● Available records:
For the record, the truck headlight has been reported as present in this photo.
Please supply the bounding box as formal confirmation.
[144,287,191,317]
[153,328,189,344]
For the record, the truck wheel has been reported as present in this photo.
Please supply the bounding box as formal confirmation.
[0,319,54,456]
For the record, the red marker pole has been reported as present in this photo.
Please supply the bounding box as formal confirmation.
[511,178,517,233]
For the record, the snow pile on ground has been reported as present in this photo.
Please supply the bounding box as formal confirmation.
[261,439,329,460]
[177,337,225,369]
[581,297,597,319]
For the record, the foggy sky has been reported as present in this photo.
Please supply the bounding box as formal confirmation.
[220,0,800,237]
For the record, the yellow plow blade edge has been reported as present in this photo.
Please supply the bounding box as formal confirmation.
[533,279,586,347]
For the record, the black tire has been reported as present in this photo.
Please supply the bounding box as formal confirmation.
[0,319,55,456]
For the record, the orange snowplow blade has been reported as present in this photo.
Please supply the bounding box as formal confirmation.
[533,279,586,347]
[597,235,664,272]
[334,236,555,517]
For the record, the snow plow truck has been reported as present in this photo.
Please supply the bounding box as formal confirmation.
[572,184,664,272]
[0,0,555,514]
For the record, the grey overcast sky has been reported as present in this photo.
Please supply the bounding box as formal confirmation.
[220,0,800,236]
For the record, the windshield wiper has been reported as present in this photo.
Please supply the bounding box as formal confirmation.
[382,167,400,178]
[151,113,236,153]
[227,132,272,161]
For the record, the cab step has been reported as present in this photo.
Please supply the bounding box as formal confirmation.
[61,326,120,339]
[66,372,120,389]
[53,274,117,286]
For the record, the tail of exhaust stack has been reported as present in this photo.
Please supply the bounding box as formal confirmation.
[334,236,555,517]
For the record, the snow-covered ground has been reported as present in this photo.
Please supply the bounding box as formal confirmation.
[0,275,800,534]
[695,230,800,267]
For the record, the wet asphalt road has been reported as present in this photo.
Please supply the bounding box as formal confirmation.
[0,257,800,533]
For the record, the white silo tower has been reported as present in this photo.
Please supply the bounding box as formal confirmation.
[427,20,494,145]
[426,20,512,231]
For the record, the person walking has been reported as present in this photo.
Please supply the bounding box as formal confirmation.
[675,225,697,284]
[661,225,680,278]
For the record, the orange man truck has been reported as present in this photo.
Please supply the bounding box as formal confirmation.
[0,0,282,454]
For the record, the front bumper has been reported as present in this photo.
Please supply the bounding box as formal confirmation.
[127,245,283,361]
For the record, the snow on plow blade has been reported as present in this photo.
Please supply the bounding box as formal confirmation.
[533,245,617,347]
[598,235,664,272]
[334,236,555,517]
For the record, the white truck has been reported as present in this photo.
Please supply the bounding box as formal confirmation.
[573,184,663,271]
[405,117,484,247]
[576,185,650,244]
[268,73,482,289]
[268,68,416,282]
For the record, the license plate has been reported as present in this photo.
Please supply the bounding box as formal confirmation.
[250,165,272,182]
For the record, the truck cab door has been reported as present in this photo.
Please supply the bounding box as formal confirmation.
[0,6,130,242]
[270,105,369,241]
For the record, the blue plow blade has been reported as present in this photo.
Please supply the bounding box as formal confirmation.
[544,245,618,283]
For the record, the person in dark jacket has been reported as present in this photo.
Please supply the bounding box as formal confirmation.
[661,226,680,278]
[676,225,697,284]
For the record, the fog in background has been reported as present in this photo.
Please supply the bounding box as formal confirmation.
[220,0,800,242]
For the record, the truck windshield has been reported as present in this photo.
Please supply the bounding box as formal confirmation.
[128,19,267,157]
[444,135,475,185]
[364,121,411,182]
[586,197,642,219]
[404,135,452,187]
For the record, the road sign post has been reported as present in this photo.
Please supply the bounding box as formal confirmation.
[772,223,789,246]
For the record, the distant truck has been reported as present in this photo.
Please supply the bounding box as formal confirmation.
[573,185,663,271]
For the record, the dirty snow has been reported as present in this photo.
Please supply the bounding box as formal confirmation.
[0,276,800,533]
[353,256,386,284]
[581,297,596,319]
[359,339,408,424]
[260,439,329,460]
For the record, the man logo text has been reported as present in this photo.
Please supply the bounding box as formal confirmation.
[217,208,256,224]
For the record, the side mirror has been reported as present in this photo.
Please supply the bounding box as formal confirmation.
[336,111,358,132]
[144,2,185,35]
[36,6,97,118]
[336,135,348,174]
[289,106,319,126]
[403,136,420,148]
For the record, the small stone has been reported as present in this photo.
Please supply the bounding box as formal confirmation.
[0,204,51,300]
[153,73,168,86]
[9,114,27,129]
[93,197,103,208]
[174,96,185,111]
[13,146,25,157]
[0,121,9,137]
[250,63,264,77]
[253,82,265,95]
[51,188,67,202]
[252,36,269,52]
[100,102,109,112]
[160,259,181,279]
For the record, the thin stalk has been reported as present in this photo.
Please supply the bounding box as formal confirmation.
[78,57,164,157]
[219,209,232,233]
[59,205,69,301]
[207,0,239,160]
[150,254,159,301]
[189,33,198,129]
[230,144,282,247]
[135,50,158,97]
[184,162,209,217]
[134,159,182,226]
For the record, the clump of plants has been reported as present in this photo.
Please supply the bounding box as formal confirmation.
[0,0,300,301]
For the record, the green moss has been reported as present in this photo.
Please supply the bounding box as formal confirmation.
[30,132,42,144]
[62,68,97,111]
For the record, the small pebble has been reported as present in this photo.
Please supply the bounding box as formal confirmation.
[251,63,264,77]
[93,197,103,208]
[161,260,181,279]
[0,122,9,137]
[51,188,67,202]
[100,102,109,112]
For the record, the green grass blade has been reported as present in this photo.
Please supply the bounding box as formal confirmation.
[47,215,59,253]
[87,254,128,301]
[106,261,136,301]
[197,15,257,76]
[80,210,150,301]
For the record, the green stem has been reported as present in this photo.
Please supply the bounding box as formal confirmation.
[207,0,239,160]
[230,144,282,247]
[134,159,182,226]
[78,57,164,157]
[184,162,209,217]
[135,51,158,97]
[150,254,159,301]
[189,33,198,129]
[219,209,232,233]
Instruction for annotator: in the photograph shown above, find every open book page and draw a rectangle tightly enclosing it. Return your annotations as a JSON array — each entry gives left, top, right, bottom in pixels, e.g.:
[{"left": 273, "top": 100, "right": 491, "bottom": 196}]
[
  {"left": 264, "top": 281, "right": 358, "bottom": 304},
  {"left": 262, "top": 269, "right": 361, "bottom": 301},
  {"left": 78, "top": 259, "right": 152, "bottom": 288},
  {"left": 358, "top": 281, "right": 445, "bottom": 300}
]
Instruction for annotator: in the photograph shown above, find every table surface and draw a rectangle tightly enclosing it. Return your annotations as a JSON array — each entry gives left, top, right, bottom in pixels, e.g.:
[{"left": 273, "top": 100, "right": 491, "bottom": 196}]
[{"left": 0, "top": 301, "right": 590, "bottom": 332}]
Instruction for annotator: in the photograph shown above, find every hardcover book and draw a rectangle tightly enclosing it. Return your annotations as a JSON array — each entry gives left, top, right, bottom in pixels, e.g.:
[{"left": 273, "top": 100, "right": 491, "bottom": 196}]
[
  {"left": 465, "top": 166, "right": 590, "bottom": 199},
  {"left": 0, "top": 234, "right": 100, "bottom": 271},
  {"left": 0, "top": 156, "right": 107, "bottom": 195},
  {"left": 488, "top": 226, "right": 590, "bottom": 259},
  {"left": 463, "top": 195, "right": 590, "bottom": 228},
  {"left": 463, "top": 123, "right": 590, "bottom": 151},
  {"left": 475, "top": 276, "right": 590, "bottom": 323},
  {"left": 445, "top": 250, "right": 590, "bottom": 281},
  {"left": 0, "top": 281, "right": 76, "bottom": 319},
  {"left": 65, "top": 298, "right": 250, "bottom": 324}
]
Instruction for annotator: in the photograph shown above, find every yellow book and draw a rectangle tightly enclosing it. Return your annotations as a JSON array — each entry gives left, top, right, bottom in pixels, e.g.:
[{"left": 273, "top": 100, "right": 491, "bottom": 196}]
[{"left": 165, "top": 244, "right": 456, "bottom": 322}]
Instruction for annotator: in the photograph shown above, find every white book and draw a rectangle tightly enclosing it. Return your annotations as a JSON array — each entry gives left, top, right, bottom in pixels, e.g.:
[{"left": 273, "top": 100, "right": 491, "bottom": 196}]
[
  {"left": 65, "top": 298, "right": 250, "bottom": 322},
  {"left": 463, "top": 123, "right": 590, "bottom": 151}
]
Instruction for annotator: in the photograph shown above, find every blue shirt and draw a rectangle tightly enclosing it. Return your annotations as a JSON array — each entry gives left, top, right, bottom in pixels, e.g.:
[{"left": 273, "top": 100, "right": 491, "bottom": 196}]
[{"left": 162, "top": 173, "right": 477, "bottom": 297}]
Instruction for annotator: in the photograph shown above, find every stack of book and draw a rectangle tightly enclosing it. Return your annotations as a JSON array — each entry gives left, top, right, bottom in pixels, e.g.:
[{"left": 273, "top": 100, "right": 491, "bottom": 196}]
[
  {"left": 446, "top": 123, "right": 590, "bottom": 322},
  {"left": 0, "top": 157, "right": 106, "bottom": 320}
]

● What you need to do:
Reproduce the lines of the records above, from the line containing "For the record, the truck cab" through the line containing "[220,0,800,242]", inclusive.

● Correct response:
For the record, the truck cab door has been reported as present in this photo.
Please supply the bounding box as formal confirmation.
[0,6,130,242]
[270,105,369,241]
For the record, the blue plow blade has been reported as present in this photo.
Please supply the bounding box as formal confirmation.
[544,245,618,283]
For the record, the person in dark jacket has been reported as present in this photo.
Please supply the bounding box as formal confirmation.
[661,226,680,278]
[676,225,697,284]
For the record, the fog in background has been reported as present in this photo.
Please supply the bounding box as formal confirmation.
[220,0,800,242]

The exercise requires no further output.